### Source extract
============================================================

The Florida Supreme Court ruled on Thursday that the agreement to split any future lottery winnings didn’t have to be in writing because it was capable of being performed within a year. The decision is a victory for Howard Browning, who says his onetime girlfriend Lynn Anne Poirier kicked him out of her home after she won $1 million in the lottery in 2007 and refused to honor their agreement to pay him half the money.

The Florida statute of frauds states that no suit can be brought for violation of a contract that is “not to be performed within the space of one year from the making thereof” unless the agreement is in writing.

The Legal Profession Blog noted the opinion (PDF), while the Orlando Sentinel and the Associated Press have coverage.

Browning’s lawyer, Sean Sheppard, told the Tampa Tribune and the Orlando Sentinel that Poirier bought the winning ticket with Browning’s money when she and Browning were together at a convenience store. Browning also bought a ticket. The couple had dined together at a Red Lobster before they bought the tickets, Sheppard said.

Poirier’s lawyer, however, has said the couple had already broken up, and Poirier was living with her mother when she bought the winning ticket. Poirier maintained that she and Browning were together at the convenience store by chance.

Sheppard told the Sentinel that his client is thrilled by the ruling but concerned that Poirier has already spent the money. “Getting a judgment and collecting are two entirely different things,” Sheppard said.

============================================================

### Available data
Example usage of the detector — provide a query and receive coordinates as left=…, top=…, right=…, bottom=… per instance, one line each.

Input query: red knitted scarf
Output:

============================================================

Turn the paragraph in the lottery ruling article that begins "Browning’s lawyer, Sean Sheppard" into a short bulleted list that keeps its main facts.

### Correct result
- Sean Sheppard, Browning’s lawyer, spoke to the Tampa Tribune and the Orlando Sentinel.
- He said Poirier bought the winning ticket with Browning’s money while the two were together at a convenience store.
- Browning also bought a ticket.
- Sheppard said the couple had dined at a Red Lobster before buying the tickets.